Entries from a dataset:
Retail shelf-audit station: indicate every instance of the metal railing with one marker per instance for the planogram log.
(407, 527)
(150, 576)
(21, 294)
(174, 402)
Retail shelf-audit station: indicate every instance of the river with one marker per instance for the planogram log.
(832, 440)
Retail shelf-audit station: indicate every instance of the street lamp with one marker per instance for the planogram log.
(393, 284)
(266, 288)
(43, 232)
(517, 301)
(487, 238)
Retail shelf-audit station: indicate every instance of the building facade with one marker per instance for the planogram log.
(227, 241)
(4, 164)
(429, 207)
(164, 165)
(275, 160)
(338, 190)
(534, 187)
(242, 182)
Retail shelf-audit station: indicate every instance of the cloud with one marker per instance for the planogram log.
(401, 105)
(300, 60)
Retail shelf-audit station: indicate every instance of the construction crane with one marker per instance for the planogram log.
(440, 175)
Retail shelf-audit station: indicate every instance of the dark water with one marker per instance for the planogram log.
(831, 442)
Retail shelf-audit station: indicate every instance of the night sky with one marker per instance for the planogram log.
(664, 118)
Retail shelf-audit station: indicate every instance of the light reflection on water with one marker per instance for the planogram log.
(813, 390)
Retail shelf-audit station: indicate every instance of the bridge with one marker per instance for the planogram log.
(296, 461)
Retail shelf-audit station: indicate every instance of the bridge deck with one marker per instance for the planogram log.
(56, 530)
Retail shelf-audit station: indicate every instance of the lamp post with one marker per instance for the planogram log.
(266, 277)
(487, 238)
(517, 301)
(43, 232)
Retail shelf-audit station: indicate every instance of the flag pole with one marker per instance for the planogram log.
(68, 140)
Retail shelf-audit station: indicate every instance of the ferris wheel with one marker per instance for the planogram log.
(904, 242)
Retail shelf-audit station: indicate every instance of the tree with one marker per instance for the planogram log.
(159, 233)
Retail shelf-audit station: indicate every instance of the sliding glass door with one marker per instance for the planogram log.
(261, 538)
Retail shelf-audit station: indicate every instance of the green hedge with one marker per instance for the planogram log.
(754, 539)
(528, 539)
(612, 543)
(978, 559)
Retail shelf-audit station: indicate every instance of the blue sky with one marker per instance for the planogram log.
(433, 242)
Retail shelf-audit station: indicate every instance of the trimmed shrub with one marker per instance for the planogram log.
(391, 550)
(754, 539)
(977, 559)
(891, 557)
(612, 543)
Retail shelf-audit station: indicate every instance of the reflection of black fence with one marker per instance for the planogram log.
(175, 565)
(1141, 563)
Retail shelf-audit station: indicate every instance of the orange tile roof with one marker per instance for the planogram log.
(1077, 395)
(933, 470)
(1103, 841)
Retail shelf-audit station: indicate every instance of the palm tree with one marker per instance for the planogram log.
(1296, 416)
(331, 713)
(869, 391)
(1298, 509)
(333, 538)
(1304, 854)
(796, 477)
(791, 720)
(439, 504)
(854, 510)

---

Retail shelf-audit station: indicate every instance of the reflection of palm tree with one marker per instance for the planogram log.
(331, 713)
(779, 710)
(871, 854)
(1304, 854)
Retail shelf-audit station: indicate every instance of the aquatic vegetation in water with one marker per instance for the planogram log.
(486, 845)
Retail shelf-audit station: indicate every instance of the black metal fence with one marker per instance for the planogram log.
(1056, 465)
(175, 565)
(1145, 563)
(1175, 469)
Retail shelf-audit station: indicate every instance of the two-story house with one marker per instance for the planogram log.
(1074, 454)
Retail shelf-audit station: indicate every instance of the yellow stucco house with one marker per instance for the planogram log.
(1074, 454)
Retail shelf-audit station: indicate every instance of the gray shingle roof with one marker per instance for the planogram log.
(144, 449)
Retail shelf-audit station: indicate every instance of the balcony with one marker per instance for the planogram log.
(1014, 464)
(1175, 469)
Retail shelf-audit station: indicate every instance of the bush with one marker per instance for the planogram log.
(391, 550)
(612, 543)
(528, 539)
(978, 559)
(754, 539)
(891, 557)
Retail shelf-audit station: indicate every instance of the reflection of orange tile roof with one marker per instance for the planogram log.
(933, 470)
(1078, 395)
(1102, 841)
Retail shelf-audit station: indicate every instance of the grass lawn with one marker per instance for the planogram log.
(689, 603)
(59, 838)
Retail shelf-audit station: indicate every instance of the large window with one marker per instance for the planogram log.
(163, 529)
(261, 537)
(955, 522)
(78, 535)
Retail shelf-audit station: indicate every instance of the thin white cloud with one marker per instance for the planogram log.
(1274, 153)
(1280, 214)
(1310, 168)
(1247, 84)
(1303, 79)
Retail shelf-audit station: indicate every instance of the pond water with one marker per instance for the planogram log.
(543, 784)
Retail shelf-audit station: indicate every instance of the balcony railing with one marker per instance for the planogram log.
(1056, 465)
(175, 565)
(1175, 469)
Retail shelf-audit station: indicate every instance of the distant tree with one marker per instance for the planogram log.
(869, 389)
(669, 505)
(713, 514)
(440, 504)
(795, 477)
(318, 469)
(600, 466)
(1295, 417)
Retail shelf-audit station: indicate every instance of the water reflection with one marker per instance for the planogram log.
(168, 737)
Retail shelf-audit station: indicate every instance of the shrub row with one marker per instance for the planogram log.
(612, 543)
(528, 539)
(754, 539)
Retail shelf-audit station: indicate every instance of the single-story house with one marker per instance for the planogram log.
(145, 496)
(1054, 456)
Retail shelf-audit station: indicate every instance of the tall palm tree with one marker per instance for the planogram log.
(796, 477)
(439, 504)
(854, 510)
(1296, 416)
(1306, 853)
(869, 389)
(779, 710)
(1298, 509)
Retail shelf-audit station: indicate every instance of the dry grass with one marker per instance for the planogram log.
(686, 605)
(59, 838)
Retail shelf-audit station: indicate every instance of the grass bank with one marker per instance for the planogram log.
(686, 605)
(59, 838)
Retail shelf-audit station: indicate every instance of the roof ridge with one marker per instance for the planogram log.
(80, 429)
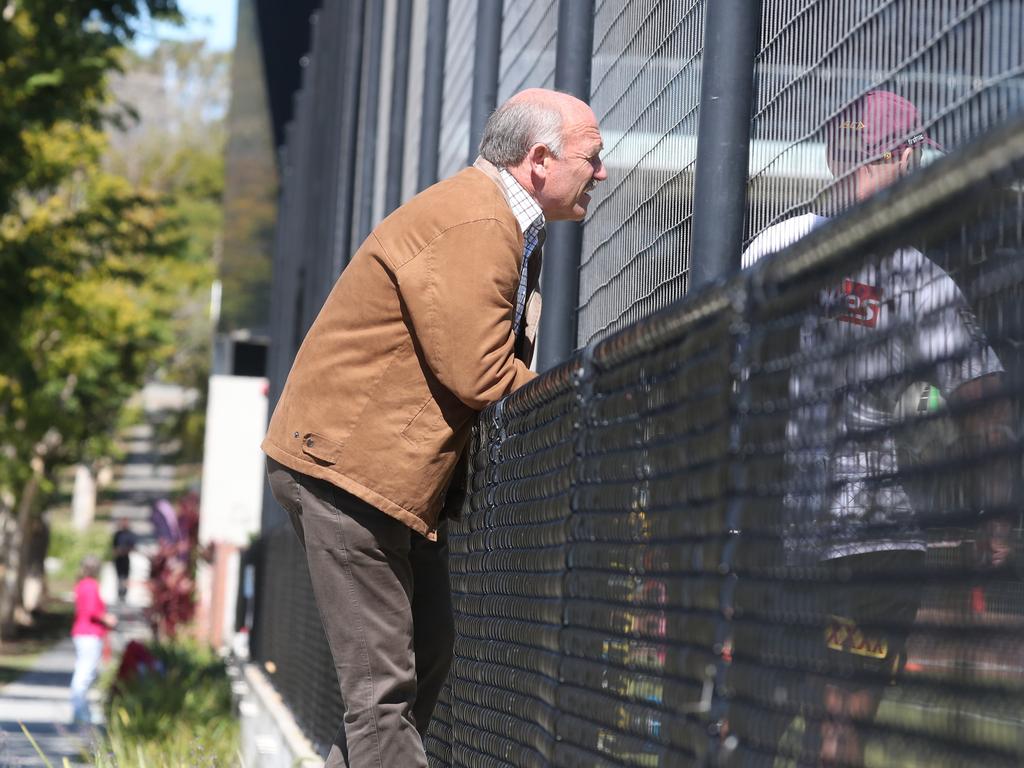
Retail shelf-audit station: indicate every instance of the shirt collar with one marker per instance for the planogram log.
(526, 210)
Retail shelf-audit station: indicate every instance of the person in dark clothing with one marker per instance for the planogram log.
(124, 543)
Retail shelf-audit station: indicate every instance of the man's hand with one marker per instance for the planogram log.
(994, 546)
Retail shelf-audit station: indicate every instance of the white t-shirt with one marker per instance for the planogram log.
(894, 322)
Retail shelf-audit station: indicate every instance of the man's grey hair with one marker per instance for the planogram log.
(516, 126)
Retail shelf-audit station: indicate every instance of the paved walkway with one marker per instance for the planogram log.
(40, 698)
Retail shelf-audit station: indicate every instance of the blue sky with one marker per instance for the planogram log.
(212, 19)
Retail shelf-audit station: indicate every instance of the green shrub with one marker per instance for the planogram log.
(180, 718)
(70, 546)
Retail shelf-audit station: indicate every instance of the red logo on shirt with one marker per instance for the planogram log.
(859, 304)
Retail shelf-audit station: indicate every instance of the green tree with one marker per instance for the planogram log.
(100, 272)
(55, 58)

---

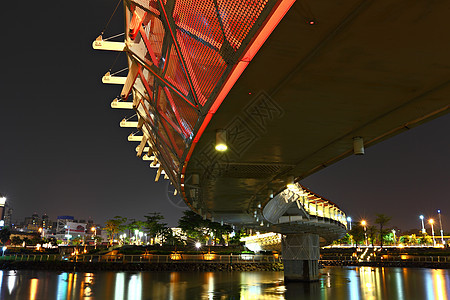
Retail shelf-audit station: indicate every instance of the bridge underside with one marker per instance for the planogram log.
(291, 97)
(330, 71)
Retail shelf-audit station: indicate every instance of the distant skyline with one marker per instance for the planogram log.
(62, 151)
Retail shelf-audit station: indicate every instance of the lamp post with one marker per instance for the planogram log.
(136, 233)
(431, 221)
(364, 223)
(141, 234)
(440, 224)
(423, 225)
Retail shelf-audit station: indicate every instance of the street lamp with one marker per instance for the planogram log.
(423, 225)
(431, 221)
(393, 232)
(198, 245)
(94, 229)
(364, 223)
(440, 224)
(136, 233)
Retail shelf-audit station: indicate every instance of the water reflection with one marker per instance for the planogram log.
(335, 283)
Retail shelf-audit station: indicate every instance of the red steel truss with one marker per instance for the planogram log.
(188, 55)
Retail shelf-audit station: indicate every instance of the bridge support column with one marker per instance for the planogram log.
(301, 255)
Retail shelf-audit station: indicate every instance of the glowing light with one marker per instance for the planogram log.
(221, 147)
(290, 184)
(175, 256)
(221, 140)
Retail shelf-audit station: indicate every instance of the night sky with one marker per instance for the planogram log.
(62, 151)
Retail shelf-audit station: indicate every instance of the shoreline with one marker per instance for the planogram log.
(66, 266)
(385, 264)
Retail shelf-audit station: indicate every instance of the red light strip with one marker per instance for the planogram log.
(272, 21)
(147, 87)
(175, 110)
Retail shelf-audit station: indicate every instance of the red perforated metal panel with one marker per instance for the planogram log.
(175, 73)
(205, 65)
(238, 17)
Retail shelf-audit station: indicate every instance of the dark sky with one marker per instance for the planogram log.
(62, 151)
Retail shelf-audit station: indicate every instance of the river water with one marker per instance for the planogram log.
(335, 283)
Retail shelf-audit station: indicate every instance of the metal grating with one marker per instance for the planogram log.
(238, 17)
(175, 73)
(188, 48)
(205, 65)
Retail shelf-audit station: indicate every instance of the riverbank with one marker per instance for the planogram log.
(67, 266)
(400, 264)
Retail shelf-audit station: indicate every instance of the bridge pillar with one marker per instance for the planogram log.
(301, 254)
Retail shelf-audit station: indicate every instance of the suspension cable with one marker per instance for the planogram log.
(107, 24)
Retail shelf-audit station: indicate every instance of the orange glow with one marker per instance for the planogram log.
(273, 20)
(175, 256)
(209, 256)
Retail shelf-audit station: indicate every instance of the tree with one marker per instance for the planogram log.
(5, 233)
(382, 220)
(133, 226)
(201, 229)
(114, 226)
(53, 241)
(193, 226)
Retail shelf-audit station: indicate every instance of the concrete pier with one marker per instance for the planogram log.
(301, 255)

*Request*. Rewrite the rows starting at the one that contains "the grass lawn" and ending at the one that contains "(1054, 456)", with "planogram log" replaced by "shelf report" and everything else left unchanged.

*Task result*.
Retail shelf-audit station: indicate every instance of the grass lawn with one marker per instance for the shelf report.
(689, 603)
(59, 838)
Retail shelf-audit station: indicate every instance of the large window with one marker per instance for the shelf report.
(163, 529)
(261, 537)
(955, 522)
(78, 535)
Retail shelf-audit station: indicate every instance of the thin white cloud with one marker per instance for the shelf report.
(1274, 153)
(1280, 214)
(1310, 168)
(1247, 84)
(1303, 79)
Retail shelf-audit station: indicate every instance of the pond water with one marker per instance for the shelf report.
(543, 784)
Retail shelf-audit station: indicate every instance of the balcony railing with one marker per instance for the shelf report.
(1056, 465)
(175, 565)
(1175, 469)
Retail shelf-audit station: indicate every instance of the distant tree with one marker per instance for the shelf report.
(869, 389)
(669, 505)
(713, 514)
(440, 504)
(795, 477)
(318, 469)
(600, 466)
(1295, 417)
Retail shelf-audit station: indicate every instance of the water reflection with one marker per instance for the shelf report.
(168, 737)
Retail shelf-audit station: indicate every instance of the shrub row with one marker per instance for the shelf report.
(612, 543)
(528, 539)
(754, 539)
Retail shelf-audit station: indicate every instance of the single-story house with one marker per instance for the shelf report.
(145, 496)
(1054, 456)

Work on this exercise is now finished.